Problem to work on
Reproduce the data from its first line through the line containing "109), (69, 157)]", both included, replacing "long green gourd" with "green zucchini" and leaving everything else unchanged. Omit the pictures from your answer.

- - -

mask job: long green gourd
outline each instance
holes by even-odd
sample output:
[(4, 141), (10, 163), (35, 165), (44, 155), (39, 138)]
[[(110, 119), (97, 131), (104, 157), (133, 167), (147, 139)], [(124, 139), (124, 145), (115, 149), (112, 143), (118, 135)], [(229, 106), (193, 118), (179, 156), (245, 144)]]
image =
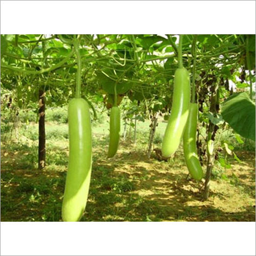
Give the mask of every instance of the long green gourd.
[(197, 153), (196, 134), (198, 114), (197, 103), (190, 103), (188, 118), (183, 135), (183, 150), (189, 174), (193, 179), (201, 180), (203, 177), (203, 172)]
[(113, 157), (118, 148), (120, 137), (120, 110), (118, 106), (113, 106), (110, 111), (110, 143), (108, 157)]
[(62, 218), (79, 221), (86, 208), (92, 169), (92, 133), (89, 106), (82, 98), (72, 99), (68, 109), (69, 157)]
[(188, 71), (183, 67), (181, 47), (182, 35), (179, 46), (179, 67), (174, 76), (172, 112), (162, 144), (162, 155), (167, 158), (172, 156), (179, 147), (188, 116), (190, 79)]
[(62, 206), (63, 221), (79, 221), (86, 208), (92, 170), (92, 131), (89, 106), (81, 98), (81, 58), (79, 40), (74, 40), (77, 55), (76, 98), (68, 108), (69, 156)]

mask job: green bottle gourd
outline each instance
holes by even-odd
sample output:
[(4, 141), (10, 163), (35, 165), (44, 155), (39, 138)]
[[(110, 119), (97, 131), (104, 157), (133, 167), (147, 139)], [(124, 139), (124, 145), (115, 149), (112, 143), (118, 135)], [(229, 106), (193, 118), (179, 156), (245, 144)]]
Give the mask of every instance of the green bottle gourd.
[(120, 137), (120, 110), (118, 106), (113, 106), (110, 111), (110, 143), (108, 157), (113, 157), (118, 148)]
[(172, 112), (162, 144), (164, 157), (172, 156), (180, 144), (188, 116), (190, 89), (188, 71), (185, 68), (177, 69), (174, 77)]
[(198, 114), (197, 103), (190, 103), (188, 118), (183, 135), (183, 150), (189, 174), (193, 179), (201, 180), (203, 176), (203, 172), (197, 155), (196, 145)]
[(81, 98), (72, 99), (68, 108), (69, 157), (62, 218), (79, 221), (86, 208), (92, 168), (92, 132), (89, 106)]

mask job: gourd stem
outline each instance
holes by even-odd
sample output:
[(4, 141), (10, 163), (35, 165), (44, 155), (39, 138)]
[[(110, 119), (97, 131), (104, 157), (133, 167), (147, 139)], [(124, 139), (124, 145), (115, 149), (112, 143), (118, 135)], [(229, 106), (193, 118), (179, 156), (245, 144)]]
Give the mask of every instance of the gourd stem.
[(197, 48), (196, 44), (197, 42), (197, 35), (195, 35), (193, 42), (192, 42), (192, 55), (193, 56), (193, 69), (192, 70), (192, 94), (191, 102), (192, 103), (196, 102), (196, 87), (195, 83), (195, 75), (196, 75), (196, 65), (197, 62)]
[(246, 62), (247, 69), (249, 71), (249, 79), (250, 79), (250, 98), (252, 99), (252, 81), (251, 73), (251, 62), (250, 60), (250, 54), (249, 53), (249, 35), (246, 35)]
[(114, 106), (117, 106), (117, 94), (116, 93), (116, 85), (117, 83), (115, 83), (115, 86), (114, 87)]
[(182, 69), (183, 67), (182, 62), (182, 38), (183, 35), (180, 35), (180, 39), (179, 40), (179, 49), (178, 49), (178, 62), (179, 68)]
[(78, 40), (76, 39), (74, 40), (74, 47), (76, 54), (76, 60), (77, 64), (77, 71), (76, 72), (76, 98), (81, 97), (81, 56), (79, 51)]

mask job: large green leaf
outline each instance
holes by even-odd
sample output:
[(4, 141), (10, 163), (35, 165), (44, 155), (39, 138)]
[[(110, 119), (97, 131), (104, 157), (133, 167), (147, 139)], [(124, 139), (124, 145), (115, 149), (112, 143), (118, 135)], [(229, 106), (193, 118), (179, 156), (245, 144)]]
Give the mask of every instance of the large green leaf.
[(222, 104), (221, 115), (237, 133), (255, 141), (255, 104), (246, 93), (228, 98)]
[[(116, 82), (108, 77), (101, 72), (96, 72), (96, 73), (102, 89), (109, 94), (114, 94)], [(132, 83), (130, 81), (119, 82), (116, 86), (117, 93), (118, 94), (123, 94), (129, 91), (132, 86)]]

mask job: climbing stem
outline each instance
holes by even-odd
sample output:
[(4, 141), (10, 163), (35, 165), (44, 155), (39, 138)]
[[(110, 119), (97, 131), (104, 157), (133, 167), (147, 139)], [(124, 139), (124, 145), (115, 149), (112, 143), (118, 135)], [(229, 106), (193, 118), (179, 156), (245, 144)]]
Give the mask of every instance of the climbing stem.
[(115, 86), (114, 87), (114, 106), (117, 106), (117, 94), (116, 93), (116, 86), (117, 84), (117, 83), (116, 82), (115, 83)]
[(249, 71), (249, 79), (250, 79), (250, 98), (252, 99), (252, 81), (251, 73), (251, 62), (249, 53), (249, 35), (246, 35), (246, 62)]
[(79, 51), (79, 40), (77, 39), (74, 40), (74, 48), (75, 49), (75, 52), (76, 55), (76, 63), (77, 65), (77, 71), (76, 72), (76, 98), (80, 98), (81, 65), (81, 56)]
[(197, 48), (196, 45), (197, 42), (197, 35), (195, 35), (192, 42), (192, 55), (193, 56), (193, 69), (192, 70), (192, 94), (191, 102), (193, 103), (196, 102), (196, 87), (195, 83), (196, 76), (196, 65), (197, 62)]
[(182, 62), (182, 39), (183, 35), (180, 35), (180, 39), (179, 40), (179, 49), (178, 49), (178, 62), (179, 68), (182, 69), (183, 67)]

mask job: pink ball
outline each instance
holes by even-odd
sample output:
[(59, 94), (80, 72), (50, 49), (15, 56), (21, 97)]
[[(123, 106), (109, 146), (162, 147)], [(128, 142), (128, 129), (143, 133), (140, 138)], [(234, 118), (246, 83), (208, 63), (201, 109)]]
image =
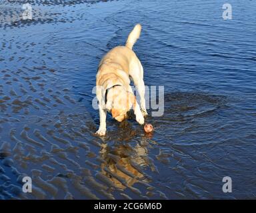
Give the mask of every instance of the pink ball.
[(147, 133), (149, 133), (153, 131), (153, 126), (151, 124), (145, 124), (144, 126), (144, 131)]

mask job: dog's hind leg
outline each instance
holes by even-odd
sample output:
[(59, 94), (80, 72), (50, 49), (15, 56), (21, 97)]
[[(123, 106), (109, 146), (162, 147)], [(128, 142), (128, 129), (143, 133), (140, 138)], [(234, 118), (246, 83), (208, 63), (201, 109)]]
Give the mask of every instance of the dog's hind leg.
[(131, 71), (130, 75), (133, 78), (134, 85), (136, 87), (137, 91), (139, 93), (141, 98), (141, 109), (143, 116), (147, 115), (146, 110), (146, 101), (145, 99), (145, 84), (143, 81), (143, 67), (139, 61), (138, 64), (134, 66), (133, 71)]

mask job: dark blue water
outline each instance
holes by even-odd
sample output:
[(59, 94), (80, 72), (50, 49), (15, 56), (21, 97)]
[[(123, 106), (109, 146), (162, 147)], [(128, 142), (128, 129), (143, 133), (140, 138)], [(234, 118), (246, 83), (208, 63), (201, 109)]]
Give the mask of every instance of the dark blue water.
[[(223, 1), (51, 2), (33, 3), (33, 21), (0, 22), (1, 198), (255, 198), (255, 1), (229, 1), (232, 20)], [(137, 23), (134, 51), (145, 84), (165, 86), (164, 115), (147, 118), (151, 137), (109, 116), (99, 138), (97, 65)], [(13, 192), (24, 174), (40, 193)]]

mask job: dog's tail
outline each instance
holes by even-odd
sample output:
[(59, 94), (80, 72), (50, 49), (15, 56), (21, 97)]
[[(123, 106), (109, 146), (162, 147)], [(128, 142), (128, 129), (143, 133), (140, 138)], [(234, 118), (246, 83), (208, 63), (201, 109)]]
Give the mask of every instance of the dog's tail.
[(132, 49), (134, 44), (139, 38), (141, 31), (141, 25), (140, 24), (137, 24), (135, 27), (134, 27), (133, 31), (130, 33), (130, 34), (129, 34), (127, 41), (126, 41), (125, 46)]

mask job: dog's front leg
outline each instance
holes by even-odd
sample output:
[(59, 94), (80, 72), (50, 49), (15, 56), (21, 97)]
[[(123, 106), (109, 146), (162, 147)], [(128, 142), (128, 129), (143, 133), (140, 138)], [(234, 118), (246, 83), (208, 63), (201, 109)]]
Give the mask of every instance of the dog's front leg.
[(104, 136), (106, 134), (106, 118), (107, 118), (107, 110), (103, 108), (102, 106), (99, 105), (99, 128), (96, 132), (96, 134), (99, 136)]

- - -

Completed exercise
mask job: green zucchini
outline each instance
holes by even-odd
sample output:
[(4, 141), (10, 163), (35, 165), (44, 155), (39, 138)]
[[(110, 119), (97, 131), (104, 157), (133, 167), (147, 139)], [(124, 139), (124, 145), (115, 149), (112, 143), (118, 135)], [(229, 106), (193, 118), (179, 156), (245, 144)]]
image =
Give the mask of every instance of the green zucchini.
[(197, 153), (196, 134), (198, 114), (197, 103), (190, 103), (188, 118), (183, 135), (183, 150), (189, 174), (193, 179), (201, 180), (203, 177), (203, 172)]
[(113, 157), (118, 148), (120, 137), (120, 110), (118, 106), (113, 106), (110, 111), (110, 143), (108, 157)]
[(62, 218), (79, 221), (86, 208), (92, 169), (92, 133), (89, 106), (82, 98), (72, 99), (68, 109), (69, 157)]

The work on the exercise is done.